=== Source records ===
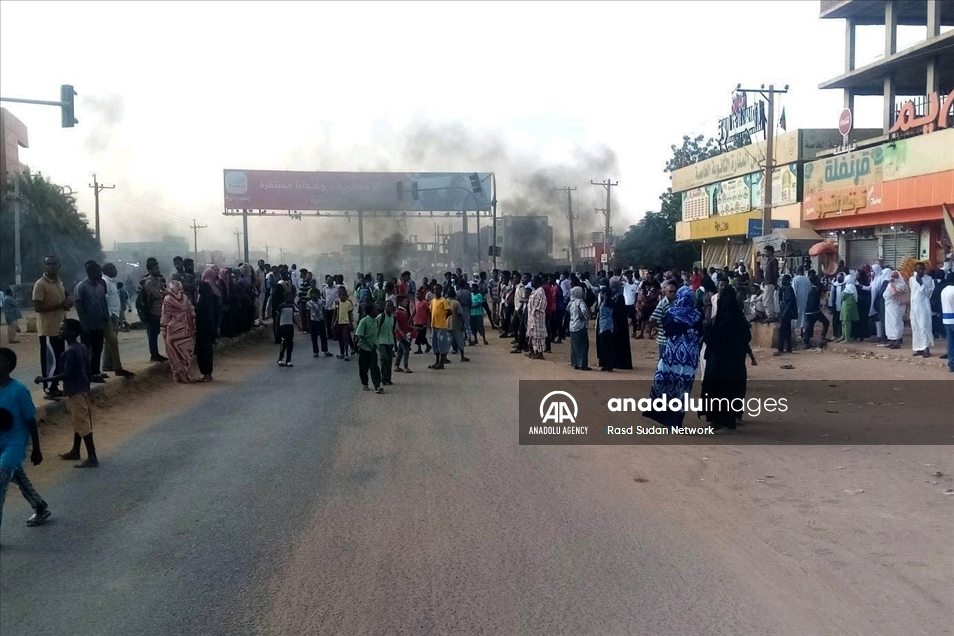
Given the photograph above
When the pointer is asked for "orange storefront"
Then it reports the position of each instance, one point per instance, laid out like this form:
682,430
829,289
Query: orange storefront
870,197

---

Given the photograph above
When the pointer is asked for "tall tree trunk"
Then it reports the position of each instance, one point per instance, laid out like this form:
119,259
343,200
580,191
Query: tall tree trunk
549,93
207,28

--

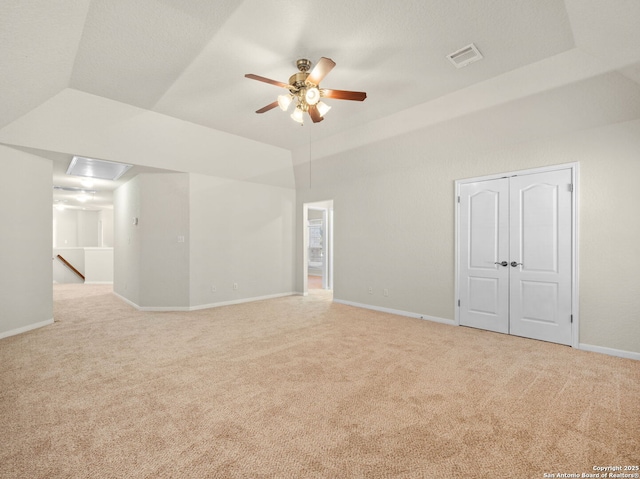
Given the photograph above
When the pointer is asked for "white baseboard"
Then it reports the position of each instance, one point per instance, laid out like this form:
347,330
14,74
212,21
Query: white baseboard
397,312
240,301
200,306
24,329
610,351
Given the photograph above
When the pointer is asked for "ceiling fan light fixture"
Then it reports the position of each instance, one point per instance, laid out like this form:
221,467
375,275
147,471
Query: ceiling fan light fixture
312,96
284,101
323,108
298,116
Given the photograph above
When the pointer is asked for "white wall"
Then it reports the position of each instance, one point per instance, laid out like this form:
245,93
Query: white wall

=== Written problem ===
Pull out each line of the data above that contains the string "light", treating uppercase and lowercase as different.

=== Solution ===
When the pointer is asked for "ceiling fan light fixture"
Query: ceiling fan light fixture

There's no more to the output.